◆ Task directions ◆
Copy out each of the records below, word for word.

◆ Stored rows ◆
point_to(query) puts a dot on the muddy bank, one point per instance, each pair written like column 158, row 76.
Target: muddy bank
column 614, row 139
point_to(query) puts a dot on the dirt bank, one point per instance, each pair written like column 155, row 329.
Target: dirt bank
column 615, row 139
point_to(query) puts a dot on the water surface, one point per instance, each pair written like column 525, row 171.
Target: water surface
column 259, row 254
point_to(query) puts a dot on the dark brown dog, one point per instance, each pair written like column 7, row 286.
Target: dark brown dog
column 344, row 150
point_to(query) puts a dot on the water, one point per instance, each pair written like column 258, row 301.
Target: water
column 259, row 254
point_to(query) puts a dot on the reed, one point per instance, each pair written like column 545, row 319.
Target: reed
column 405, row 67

◆ Solution to the problem ◆
point_to(query) puts a dot on the muddy bank, one point per instance, each pair written like column 158, row 76.
Target: muddy bank
column 614, row 139
point_to(query) puts a dot on the dirt bank, one point per instance, each pair written like column 155, row 329.
Target: dirt bank
column 615, row 139
point_to(query) puts a dot on the water surface, one point per instance, each pair written like column 525, row 171.
Target: water surface
column 259, row 254
point_to(query) puts a dot on the dark brown dog, one point per instance, each pair written like column 7, row 286.
Target: dark brown dog
column 344, row 150
point_to(query) puts a dot on the water, one point per instance, each pair written like column 258, row 301.
Target: water
column 259, row 254
point_to(query) puts a dot on the reed, one point per instance, each pair written like column 545, row 319.
Target: reed
column 405, row 67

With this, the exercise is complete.